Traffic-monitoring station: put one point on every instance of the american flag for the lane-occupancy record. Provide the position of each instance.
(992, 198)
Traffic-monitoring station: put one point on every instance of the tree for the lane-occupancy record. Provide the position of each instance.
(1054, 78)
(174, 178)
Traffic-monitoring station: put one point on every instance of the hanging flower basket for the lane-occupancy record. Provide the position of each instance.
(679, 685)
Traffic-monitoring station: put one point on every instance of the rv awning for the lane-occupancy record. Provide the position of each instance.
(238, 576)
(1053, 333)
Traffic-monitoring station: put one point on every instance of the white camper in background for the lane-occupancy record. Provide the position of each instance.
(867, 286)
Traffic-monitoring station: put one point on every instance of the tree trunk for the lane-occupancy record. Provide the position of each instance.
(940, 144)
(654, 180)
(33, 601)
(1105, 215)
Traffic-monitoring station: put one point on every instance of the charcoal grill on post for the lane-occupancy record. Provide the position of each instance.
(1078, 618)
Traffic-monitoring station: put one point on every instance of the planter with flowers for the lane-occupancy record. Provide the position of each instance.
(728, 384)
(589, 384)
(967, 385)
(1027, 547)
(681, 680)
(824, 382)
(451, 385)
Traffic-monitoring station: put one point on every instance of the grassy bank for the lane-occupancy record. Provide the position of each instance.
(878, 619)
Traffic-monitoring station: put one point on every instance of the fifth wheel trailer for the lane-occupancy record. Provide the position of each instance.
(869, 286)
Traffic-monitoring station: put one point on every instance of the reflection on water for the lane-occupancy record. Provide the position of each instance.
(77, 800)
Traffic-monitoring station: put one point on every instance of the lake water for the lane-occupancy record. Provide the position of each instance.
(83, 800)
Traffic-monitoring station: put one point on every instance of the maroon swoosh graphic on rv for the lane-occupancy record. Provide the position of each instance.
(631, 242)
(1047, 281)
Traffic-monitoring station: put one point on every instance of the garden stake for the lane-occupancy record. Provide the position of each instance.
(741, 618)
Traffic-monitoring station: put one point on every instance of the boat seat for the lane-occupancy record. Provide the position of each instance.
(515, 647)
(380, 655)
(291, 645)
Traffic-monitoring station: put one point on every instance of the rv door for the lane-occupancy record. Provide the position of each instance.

- - -

Copy the material from the line that contains "of the hanging" through the line that contains "(1053, 333)", requests included, and nothing else. In the answers, multiply each coordinate by 1.05 and round it to a whole number, rounding halves up.

Traffic-monitoring station: put one point on every instance of the hanging flower basket for the lane-occupancy record. Provide the position of each instance.
(713, 719)
Traffic-monitoring station: put one point on every instance of the rv awning for the lane-occupancy record. Provide the position of each instance.
(250, 605)
(1106, 350)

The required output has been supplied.